> _Belge_:

Paylaş
Elinizdeki tek alet bir çekiçse, her problemi bir çivi olarak görmeye başlarsınız.
Maslow
İnsan canlısının hayatla nasıl baş ettiği mevzusu, onu olduğu kişi yapıyor. Kim olduğunuz elinizdeki aletlerle kapı komşusu. Tek baş etme malzemesi ister gelişkin ister regresif, gün sonunda fenadır. En gelişmiş baş etme mekanizması mizah ve elinizde başka bir şey yoksa en iyisinden ciddiye alınmazsınız. Yahut çekiciniz küsmekse, alıngan tavuk gibi dolanır durursunuz. Malzemeyi çeşitlemek lazım.
Bir toplantıdayım, gençler var, kimi âşık kimi âşık olma arzusunda, kimininse hayali başka sularda. Muhtemel evli olan yok. Mevzu, ilişki/evlilik.
Bildik ve fakat esrarlı mevzu. Nasıl başlasam?
“Günün birinde evlenmeyi düşüneniz var mı?” Salonun neredeyse yarısı bol fısıltı, kararınca uğultuyla el kaldırdı.
“Günün birinde boşanmayı düşüneniniz var mı?”
Salona sessizlik hâkim oldu.
Biz o gün evir çevir ilişki konuştuk. Lakin o günden benim zihnimde yapışıp kalan boşanmanın o cıvıltılı toplulukta yarattığı sessizlik oldu. Kim olursanız olun, kimden boşanıyor olursanız olun, boşanma hemen daima keder barındırır. Bu keder öyle yüklüdür ki boşanmanın ardından yaşanan yas ölümden sonraki ikinci sırayı alıyor. Boşanma bir kayıptır; evliliğimizi, eşliğimizi, çekirdek ailemizi kaybederiz ve yas yaşarız. Yas yok saymayı, öfkelenmeyi, depresif duyguları içerir. Bu iyi senaryodur ve günün sonunda hesap kapanır ve yeni bir hayat kurarız. Kötü senaryo ise takılıp kalmaktır ve müdahale edilmelidir.

> _Kayıtlı Veriler_:
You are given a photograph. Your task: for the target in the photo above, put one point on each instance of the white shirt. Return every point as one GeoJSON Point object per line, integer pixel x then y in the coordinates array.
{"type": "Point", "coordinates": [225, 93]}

> _Yönerge A_: Boşanma üzerine yazıda "Bir toplantıdayım, gençler" ifadesinden "uğultuyla el kaldırdı." ifadesine kadar olan kısmı aynen yeniden verin.
> _Yönerge B_: Boşanma üzerine yazıya göre en gelişmiş baş etme mekanizması hangisidir?
> _Yönerge C_: Boşanma üzerine yazıda yasın içerdiği belirtilen şeylerin hepsini sıralayın.

> _Son Cevap A_:
Bir toplantıdayım, gençler var, kimi âşık kimi âşık olma arzusunda, kimininse hayali başka sularda. Muhtemel evli olan yok. Mevzu, ilişki/evlilik.
Bildik ve fakat esrarlı mevzu. Nasıl başlasam?
“Günün birinde evlenmeyi düşüneniz var mı?” Salonun neredeyse yarısı bol fısıltı, kararınca uğultuyla el kaldırdı.

> _Son Cevap B_: En gelişmiş baş etme mekanizması mizahtır.

> _Son Cevap C_:
- Yok saymak
- Öfkelenmek
- Depresif duygular